§ **Your goal**:
Nothing but the lines from the one containing "Objective — for the striped" through the last line of the data below should be returned, each copied exactly.
_ _ _ _
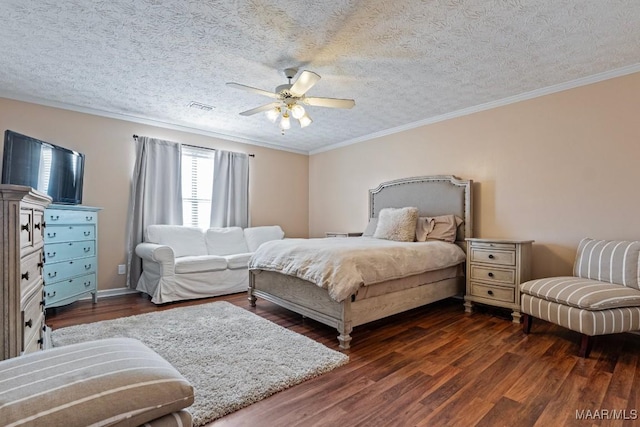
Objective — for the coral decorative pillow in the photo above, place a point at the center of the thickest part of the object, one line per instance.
(444, 228)
(397, 224)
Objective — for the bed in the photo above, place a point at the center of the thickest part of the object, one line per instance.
(433, 196)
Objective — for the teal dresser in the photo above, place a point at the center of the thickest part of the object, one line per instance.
(70, 253)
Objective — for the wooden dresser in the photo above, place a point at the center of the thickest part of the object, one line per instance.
(22, 297)
(495, 269)
(71, 254)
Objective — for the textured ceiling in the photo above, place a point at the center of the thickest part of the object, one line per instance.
(403, 62)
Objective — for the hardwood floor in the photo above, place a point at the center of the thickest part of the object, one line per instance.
(434, 366)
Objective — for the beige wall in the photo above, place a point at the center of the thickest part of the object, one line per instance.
(278, 187)
(554, 169)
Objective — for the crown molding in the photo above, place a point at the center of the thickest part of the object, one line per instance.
(144, 121)
(607, 75)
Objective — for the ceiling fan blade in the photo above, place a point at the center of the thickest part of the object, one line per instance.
(252, 89)
(260, 109)
(330, 102)
(305, 82)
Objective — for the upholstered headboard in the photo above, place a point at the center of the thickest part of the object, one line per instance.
(432, 195)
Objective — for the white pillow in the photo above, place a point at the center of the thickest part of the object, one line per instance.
(225, 241)
(423, 228)
(185, 241)
(255, 236)
(397, 224)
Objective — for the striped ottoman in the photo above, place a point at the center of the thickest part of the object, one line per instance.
(110, 382)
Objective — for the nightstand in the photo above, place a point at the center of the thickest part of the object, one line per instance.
(495, 269)
(341, 234)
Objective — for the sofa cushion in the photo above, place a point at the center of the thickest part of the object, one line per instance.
(197, 264)
(185, 241)
(612, 261)
(225, 241)
(238, 260)
(255, 236)
(582, 293)
(115, 382)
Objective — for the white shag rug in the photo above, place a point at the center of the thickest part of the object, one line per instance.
(231, 357)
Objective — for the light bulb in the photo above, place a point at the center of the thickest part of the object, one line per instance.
(305, 121)
(273, 114)
(285, 122)
(297, 111)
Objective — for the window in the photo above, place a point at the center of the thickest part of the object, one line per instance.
(197, 185)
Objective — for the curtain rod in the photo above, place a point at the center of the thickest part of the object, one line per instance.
(195, 146)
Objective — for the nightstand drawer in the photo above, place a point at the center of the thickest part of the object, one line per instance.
(497, 275)
(494, 245)
(495, 293)
(489, 256)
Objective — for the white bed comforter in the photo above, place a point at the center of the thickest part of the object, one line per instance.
_ _ _ _
§ **Solution to this exercise**:
Objective — for the striped ottoman in the photo above, place a point at the center of the thickest part of the object, one line per instance.
(110, 382)
Objective — for the nightstand in the photo above, place a point at the center of the thickest part of the object, one line per instance.
(495, 269)
(341, 234)
Objective — for the sofa cushion in the photo above, place a point at the center of the thickest part of the object, one line per instance.
(197, 264)
(185, 241)
(612, 261)
(225, 241)
(238, 260)
(255, 236)
(582, 293)
(115, 382)
Objective — for the white shag rug in the photo above, place a point at the center of the thickest part of the object, one line per instance.
(231, 357)
Objective — for the light bulb in the photo above, place a point at the center of the thickest part of the object, one line per instance.
(305, 121)
(273, 114)
(285, 122)
(297, 111)
Objective — for the window in the photo above, place a point at the center of the thickest part of the object, one line per instance.
(197, 185)
Objective — for the curtain rod in the photo above, place a point at the center of the thickest part of the object, one line per instance.
(195, 146)
Objective — for the nightstand drawer in the photo above, place a point at the center of the thickest part of the object, one line per instance.
(497, 275)
(494, 245)
(495, 293)
(489, 256)
Objective — for the white bed comforter in the photo above, place a point at the center of the thickest part of the object, one line per instance.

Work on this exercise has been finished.